WORK ORDER: Please copy every line with the string "rough" from the entries below.

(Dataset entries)
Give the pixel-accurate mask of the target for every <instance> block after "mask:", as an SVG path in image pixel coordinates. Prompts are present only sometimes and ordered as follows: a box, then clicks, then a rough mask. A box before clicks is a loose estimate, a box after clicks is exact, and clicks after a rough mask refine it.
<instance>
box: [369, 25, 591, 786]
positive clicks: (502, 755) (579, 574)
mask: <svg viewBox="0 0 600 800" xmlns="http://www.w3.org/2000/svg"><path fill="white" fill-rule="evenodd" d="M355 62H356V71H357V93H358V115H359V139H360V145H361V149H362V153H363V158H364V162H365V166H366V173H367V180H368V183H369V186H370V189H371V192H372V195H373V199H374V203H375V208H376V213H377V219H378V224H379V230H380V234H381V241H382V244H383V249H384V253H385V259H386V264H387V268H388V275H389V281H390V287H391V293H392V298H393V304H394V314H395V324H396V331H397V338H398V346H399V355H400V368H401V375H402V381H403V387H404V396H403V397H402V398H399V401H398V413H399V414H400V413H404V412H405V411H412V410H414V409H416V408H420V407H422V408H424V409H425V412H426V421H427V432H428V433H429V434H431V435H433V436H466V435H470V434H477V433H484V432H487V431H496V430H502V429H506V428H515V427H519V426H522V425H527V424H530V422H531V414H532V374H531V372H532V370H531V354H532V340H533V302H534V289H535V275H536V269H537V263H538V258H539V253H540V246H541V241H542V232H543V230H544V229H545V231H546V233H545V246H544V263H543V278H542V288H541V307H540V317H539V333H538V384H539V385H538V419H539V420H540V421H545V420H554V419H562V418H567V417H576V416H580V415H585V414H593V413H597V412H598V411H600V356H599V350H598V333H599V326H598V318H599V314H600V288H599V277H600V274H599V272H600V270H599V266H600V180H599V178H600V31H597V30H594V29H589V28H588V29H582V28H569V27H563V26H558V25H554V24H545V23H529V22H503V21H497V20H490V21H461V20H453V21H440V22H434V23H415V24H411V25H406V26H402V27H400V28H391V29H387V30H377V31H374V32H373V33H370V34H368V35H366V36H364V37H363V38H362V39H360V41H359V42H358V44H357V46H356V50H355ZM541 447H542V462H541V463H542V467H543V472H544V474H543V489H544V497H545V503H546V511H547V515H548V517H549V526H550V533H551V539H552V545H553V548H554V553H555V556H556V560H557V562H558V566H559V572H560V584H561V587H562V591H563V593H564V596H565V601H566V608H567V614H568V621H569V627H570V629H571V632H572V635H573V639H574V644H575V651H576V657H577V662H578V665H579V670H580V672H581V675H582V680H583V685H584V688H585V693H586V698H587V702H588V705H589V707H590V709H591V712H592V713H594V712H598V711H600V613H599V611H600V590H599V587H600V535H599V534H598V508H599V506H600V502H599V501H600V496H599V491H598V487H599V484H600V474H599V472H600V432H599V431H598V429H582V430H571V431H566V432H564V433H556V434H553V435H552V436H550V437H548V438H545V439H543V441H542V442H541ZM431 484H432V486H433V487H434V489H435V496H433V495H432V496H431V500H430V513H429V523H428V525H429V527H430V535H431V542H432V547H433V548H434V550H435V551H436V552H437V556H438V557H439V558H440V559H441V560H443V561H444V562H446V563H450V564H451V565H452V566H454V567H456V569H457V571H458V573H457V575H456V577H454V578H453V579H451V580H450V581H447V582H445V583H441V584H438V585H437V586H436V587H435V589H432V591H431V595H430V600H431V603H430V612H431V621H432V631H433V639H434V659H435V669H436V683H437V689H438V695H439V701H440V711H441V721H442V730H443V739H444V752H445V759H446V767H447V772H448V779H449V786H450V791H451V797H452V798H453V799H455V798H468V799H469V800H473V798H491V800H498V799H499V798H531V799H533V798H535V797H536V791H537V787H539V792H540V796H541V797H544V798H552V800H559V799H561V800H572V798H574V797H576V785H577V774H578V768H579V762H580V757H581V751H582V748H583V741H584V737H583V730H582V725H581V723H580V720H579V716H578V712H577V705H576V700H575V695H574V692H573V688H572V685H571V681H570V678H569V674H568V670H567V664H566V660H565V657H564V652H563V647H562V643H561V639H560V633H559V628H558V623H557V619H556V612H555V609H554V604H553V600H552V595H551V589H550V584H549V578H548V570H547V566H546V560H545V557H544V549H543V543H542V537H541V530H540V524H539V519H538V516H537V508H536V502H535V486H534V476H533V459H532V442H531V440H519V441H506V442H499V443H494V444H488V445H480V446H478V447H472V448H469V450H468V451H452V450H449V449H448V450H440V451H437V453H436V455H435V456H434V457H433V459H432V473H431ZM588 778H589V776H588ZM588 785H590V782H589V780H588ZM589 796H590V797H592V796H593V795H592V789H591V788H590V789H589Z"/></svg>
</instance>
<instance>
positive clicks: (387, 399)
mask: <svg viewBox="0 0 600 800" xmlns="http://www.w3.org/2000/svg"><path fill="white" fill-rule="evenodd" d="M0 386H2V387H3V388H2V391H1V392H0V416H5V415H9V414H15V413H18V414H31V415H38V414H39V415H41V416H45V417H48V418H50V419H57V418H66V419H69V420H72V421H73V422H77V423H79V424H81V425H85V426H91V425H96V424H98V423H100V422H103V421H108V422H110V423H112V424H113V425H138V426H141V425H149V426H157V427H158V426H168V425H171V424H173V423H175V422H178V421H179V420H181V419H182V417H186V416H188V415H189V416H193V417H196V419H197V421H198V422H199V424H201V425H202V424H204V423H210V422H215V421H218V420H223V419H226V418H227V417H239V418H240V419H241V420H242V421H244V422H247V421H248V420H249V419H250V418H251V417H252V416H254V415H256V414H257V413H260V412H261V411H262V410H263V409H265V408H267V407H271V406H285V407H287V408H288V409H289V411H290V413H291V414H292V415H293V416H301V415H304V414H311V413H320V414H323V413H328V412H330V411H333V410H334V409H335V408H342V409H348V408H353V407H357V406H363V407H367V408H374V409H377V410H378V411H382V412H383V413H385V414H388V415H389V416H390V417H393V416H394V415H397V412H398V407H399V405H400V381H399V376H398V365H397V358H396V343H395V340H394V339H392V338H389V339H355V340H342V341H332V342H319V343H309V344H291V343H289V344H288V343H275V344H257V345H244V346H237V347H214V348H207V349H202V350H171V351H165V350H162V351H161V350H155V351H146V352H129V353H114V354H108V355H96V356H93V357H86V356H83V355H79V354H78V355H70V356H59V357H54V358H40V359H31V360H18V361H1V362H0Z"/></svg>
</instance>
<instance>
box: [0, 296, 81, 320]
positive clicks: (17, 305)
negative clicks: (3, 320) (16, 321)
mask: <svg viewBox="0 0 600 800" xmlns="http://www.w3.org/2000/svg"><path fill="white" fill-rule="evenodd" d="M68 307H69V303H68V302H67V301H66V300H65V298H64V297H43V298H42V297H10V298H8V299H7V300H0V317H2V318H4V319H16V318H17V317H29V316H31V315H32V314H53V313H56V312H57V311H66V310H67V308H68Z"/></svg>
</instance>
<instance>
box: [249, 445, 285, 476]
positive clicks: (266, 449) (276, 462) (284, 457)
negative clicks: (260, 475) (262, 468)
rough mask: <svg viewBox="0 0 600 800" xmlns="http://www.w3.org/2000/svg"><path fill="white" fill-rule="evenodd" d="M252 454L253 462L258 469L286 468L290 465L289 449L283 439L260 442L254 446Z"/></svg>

WRITTEN ANSWER:
Give the pixel-accurate mask of the target for every <instance> block after "mask:", as an SVG path in image pixel coordinates. Prompts are present only sometimes and ordered as follows: a box, then clicks, then a rough mask. A box before clicks is a loose estimate, a box after clicks is exact, and clicks after a rough mask refine it.
rough mask: <svg viewBox="0 0 600 800" xmlns="http://www.w3.org/2000/svg"><path fill="white" fill-rule="evenodd" d="M252 454L253 462L258 469L286 468L290 465L289 449L283 439L260 442L254 446Z"/></svg>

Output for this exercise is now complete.